• Exercise objective:
Please filter the outline records below and copy every line that contains the string "reflection", matching case exactly.

(Outline records)
-- -- --

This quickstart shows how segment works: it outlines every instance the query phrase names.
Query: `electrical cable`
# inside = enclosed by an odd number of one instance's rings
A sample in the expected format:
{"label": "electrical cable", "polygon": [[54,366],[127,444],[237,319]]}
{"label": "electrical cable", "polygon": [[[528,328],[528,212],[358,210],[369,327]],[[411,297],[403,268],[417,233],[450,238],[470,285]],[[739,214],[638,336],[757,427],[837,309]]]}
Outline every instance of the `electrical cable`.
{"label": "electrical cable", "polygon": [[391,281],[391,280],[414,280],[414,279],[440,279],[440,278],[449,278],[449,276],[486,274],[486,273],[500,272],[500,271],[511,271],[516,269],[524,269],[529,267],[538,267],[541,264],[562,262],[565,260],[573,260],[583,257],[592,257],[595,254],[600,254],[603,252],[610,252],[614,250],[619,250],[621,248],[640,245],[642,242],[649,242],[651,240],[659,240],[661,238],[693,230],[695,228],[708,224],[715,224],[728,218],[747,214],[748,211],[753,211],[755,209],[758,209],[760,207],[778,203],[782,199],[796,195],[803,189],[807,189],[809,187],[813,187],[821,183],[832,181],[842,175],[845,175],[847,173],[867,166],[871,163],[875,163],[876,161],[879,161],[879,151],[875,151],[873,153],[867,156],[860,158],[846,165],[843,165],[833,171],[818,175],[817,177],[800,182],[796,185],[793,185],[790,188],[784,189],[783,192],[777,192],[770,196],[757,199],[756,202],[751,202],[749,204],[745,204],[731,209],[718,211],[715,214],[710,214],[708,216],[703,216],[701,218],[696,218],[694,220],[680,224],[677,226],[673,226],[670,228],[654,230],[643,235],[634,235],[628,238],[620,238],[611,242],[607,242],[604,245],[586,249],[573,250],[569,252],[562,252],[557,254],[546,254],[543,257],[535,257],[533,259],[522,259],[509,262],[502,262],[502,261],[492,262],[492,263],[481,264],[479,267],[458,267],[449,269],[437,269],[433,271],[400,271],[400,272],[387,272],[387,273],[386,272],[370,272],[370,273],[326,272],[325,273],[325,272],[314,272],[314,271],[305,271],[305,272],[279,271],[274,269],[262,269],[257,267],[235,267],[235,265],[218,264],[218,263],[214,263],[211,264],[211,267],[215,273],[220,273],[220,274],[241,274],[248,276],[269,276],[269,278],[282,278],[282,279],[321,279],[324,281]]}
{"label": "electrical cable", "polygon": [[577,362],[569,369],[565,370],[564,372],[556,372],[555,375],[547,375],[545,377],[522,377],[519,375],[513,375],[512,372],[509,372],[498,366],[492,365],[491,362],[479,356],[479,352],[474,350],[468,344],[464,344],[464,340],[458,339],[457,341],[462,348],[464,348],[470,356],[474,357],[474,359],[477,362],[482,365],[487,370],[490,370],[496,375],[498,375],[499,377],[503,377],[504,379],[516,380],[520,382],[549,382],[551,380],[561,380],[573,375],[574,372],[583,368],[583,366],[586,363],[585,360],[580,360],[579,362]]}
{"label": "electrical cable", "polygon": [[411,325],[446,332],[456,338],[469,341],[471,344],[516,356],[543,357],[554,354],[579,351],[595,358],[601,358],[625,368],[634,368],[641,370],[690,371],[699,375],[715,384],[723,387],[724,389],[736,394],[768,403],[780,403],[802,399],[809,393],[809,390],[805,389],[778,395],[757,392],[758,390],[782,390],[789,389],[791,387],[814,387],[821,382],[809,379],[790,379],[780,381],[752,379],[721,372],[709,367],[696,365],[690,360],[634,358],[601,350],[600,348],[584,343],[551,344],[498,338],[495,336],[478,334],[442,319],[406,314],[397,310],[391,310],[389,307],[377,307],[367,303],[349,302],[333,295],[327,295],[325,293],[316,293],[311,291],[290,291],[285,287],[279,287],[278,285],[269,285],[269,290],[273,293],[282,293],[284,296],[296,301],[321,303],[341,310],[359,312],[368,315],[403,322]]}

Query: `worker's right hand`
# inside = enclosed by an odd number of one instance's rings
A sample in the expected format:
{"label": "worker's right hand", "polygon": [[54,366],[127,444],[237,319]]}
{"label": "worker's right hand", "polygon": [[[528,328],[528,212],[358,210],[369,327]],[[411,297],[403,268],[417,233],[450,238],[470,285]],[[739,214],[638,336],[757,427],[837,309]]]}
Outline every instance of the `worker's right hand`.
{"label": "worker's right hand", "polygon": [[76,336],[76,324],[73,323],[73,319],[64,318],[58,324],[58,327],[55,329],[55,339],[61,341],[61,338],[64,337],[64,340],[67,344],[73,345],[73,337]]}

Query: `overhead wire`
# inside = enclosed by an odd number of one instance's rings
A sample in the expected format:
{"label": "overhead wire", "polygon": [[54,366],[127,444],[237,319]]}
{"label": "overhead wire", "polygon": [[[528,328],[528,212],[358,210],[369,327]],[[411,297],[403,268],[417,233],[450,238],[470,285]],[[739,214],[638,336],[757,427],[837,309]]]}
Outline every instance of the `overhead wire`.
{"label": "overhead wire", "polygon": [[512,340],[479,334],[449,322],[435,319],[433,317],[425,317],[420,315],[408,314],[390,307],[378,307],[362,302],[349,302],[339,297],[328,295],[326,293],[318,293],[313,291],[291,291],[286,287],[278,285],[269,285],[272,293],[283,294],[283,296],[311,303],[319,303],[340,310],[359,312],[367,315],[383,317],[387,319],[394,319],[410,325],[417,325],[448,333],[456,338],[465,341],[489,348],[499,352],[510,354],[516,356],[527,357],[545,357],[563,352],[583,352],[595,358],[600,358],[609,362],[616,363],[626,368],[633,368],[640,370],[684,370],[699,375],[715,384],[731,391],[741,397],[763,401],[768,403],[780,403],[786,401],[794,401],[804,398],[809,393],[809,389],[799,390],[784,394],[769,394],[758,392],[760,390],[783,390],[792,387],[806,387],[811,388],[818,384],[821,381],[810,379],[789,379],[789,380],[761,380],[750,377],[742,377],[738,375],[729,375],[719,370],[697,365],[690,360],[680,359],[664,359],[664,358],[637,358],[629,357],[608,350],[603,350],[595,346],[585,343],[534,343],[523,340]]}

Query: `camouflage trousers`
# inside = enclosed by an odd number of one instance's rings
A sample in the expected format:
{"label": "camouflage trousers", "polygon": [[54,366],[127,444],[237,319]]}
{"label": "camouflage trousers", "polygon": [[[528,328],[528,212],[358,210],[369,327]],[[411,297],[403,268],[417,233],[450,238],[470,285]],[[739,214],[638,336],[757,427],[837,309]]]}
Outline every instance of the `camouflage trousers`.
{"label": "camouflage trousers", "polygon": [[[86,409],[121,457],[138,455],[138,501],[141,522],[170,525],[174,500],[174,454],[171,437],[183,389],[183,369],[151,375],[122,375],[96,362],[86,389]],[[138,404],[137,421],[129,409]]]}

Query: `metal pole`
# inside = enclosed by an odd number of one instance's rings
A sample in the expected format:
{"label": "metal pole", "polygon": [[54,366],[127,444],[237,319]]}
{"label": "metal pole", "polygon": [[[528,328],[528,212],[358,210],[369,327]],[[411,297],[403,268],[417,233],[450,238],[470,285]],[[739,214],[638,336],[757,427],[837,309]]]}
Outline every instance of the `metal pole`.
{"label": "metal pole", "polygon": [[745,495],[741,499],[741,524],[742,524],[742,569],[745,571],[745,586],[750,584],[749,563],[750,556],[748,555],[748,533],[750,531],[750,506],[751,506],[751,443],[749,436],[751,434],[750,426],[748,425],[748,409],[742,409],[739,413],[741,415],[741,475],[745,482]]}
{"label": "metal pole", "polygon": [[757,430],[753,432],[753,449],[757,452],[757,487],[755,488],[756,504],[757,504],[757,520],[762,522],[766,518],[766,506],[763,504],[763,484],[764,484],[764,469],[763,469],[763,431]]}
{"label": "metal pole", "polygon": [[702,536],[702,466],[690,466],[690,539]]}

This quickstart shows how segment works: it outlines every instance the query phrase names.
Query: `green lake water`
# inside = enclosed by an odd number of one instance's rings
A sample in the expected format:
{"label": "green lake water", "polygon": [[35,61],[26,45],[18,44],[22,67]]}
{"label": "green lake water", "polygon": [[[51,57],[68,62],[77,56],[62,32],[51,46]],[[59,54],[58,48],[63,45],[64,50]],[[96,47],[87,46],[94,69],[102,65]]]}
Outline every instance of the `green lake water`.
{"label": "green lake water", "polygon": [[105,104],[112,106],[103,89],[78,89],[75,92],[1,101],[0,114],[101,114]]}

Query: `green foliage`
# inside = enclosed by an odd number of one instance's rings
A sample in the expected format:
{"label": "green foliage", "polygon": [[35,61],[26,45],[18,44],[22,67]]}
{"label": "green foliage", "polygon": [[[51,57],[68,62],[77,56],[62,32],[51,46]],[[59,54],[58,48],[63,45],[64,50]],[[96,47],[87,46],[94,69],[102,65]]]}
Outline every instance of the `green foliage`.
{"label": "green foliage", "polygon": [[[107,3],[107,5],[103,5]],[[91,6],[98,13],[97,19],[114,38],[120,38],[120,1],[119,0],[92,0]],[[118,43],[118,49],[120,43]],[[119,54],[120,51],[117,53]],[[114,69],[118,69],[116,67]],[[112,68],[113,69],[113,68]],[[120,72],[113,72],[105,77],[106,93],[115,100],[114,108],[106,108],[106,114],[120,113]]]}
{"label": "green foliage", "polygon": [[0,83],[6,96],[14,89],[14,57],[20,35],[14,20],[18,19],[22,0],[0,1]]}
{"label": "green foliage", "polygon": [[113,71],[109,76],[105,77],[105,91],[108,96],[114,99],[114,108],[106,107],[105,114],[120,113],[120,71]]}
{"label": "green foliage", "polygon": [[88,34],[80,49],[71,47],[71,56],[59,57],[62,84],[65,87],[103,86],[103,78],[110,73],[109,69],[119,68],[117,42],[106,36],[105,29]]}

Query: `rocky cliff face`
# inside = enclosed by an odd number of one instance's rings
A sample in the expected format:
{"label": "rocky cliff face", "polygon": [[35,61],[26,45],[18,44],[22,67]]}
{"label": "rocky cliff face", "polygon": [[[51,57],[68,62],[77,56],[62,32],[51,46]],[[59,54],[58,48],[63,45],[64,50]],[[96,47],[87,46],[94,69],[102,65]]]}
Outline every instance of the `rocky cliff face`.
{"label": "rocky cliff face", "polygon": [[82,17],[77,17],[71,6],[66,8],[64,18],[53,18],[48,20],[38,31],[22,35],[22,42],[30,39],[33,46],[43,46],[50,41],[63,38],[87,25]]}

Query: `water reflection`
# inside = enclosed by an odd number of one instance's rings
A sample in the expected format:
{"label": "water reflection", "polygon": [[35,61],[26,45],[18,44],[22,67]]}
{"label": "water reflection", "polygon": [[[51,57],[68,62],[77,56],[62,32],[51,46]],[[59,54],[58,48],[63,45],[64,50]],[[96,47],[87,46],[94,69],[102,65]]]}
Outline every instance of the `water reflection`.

-- -- --

• Answer:
Query: `water reflection`
{"label": "water reflection", "polygon": [[35,61],[26,45],[18,44],[22,67]]}
{"label": "water reflection", "polygon": [[[51,57],[68,62],[77,56],[62,32],[51,46]],[[59,54],[58,48],[63,45],[64,50]],[[96,47],[87,46],[94,69],[102,65]]]}
Outline every instance of the `water reflection`.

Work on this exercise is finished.